Information provided —
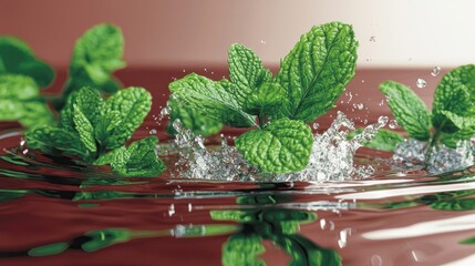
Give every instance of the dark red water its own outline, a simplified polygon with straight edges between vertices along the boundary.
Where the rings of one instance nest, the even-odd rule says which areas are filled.
[[[180,71],[120,74],[126,85],[155,90],[157,114],[165,78]],[[363,102],[369,109],[351,116],[374,122],[388,114],[376,83],[390,76],[415,82],[423,74],[360,71],[349,85],[352,100],[342,95],[338,109],[351,113],[352,103]],[[421,93],[432,94],[435,83],[427,79]],[[322,129],[332,114],[319,121]],[[163,125],[151,120],[136,136]],[[362,150],[357,162],[378,172],[353,182],[120,178],[25,152],[21,132],[8,130],[14,126],[0,124],[0,265],[475,264],[475,168],[441,176],[400,172],[381,160],[390,153]],[[175,157],[163,160],[172,166]]]

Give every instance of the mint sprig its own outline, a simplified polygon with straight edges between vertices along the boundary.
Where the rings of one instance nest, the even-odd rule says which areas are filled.
[[[54,122],[39,92],[52,82],[53,70],[24,42],[0,37],[0,121],[22,123],[30,149],[110,164],[125,176],[161,174],[165,165],[155,152],[156,137],[124,146],[149,112],[152,95],[142,88],[118,91],[112,73],[125,65],[123,50],[121,30],[106,23],[76,41],[64,91],[53,101],[60,112]],[[101,92],[112,95],[103,100]]]
[[[228,51],[230,81],[192,73],[169,90],[219,123],[252,127],[236,139],[251,163],[270,173],[307,166],[313,137],[310,122],[333,106],[354,75],[358,42],[350,25],[313,27],[281,61],[277,79],[248,48]],[[256,120],[257,119],[257,120]]]
[[[380,89],[404,131],[411,137],[430,142],[430,149],[440,144],[455,147],[458,141],[475,135],[474,64],[456,68],[442,78],[432,113],[411,89],[400,83],[386,81]]]

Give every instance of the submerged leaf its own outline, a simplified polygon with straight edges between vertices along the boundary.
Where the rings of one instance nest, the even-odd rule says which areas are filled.
[[[289,173],[307,166],[313,136],[303,122],[280,119],[244,133],[235,143],[249,163],[267,172]]]

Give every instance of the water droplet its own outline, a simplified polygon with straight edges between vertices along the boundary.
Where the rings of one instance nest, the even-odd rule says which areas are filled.
[[[436,76],[436,75],[438,75],[438,74],[441,73],[441,70],[442,70],[442,68],[441,68],[441,66],[434,66],[434,68],[432,69],[432,72],[431,72],[432,76]]]
[[[427,82],[425,82],[425,80],[423,80],[423,79],[421,79],[421,78],[419,78],[416,81],[415,81],[415,85],[419,88],[419,89],[423,89],[423,88],[425,88],[425,85],[427,84]]]

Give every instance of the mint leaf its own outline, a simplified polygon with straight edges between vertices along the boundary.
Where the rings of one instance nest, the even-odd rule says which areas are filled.
[[[238,43],[230,45],[228,63],[231,93],[241,106],[252,90],[272,78],[272,73],[264,68],[259,57]]]
[[[23,101],[22,102],[23,114],[19,119],[19,122],[29,130],[42,125],[51,125],[54,122],[53,113],[51,112],[48,104],[42,101]]]
[[[171,134],[176,134],[172,124],[177,119],[179,119],[186,129],[193,131],[193,133],[197,135],[209,136],[218,133],[223,129],[221,123],[209,119],[198,110],[188,106],[186,103],[175,99],[174,96],[168,99],[167,105],[172,109],[167,124],[167,132]]]
[[[21,74],[0,75],[0,99],[29,100],[40,94],[33,79]]]
[[[157,176],[166,166],[156,154],[158,139],[149,136],[132,143],[127,151],[131,154],[125,168],[120,167],[118,173],[126,176]]]
[[[286,91],[280,84],[265,83],[249,93],[244,110],[249,114],[272,116],[286,102]]]
[[[25,42],[13,37],[0,37],[0,74],[28,75],[41,88],[49,86],[54,80],[53,69],[37,59]]]
[[[156,176],[166,170],[156,154],[157,143],[158,139],[149,136],[102,155],[94,164],[111,164],[112,171],[124,176]]]
[[[94,140],[94,127],[78,104],[74,104],[73,121],[81,142],[89,151],[96,152],[97,146]]]
[[[121,122],[105,140],[106,146],[116,149],[131,139],[148,114],[151,106],[152,95],[143,88],[127,88],[109,98],[104,105],[104,113],[118,112]]]
[[[123,167],[126,164],[131,154],[125,146],[117,147],[106,154],[101,155],[94,161],[94,165],[106,165],[111,164],[113,168]]]
[[[459,131],[462,117],[475,117],[475,65],[459,66],[446,73],[435,90],[432,123],[444,133]],[[447,116],[448,115],[448,116]],[[457,121],[453,121],[455,119]]]
[[[121,113],[111,111],[101,116],[94,127],[94,137],[101,144],[105,145],[105,140],[121,124]]]
[[[288,173],[307,166],[313,143],[310,127],[301,121],[280,119],[262,130],[236,139],[236,147],[254,165],[271,173]]]
[[[17,121],[23,113],[23,101],[0,99],[0,121]]]
[[[286,116],[310,122],[333,108],[354,75],[357,48],[353,29],[340,22],[303,34],[277,74],[290,100]]]
[[[360,127],[348,134],[348,139],[353,139],[355,135],[359,135],[362,132],[363,129]],[[364,144],[364,146],[374,150],[392,152],[394,151],[395,146],[403,141],[404,137],[396,132],[381,129],[371,141]]]
[[[89,152],[78,134],[53,126],[41,126],[25,134],[28,146],[45,153],[61,151],[71,155],[87,157]]]
[[[112,24],[95,25],[76,41],[70,72],[73,79],[85,75],[95,84],[104,84],[113,71],[125,66],[123,53],[121,29]]]
[[[411,137],[428,141],[431,114],[425,103],[409,88],[394,81],[380,84],[394,117]]]
[[[244,127],[255,124],[249,114],[241,111],[226,81],[215,82],[196,73],[188,74],[168,85],[169,90],[194,110],[224,124]]]

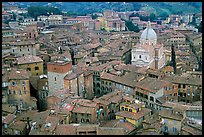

Goal of the exercise —
Pull out every line in the items above that contains the word "mint", and copy each such line in full.

Output —
Give every instance of the mint sprig its own outline, a simplified polygon with straight edges between vertices along the boundary.
Give every instance of the mint leaf its own outline, a simplified polygon with straight edges between vertices along the boundary.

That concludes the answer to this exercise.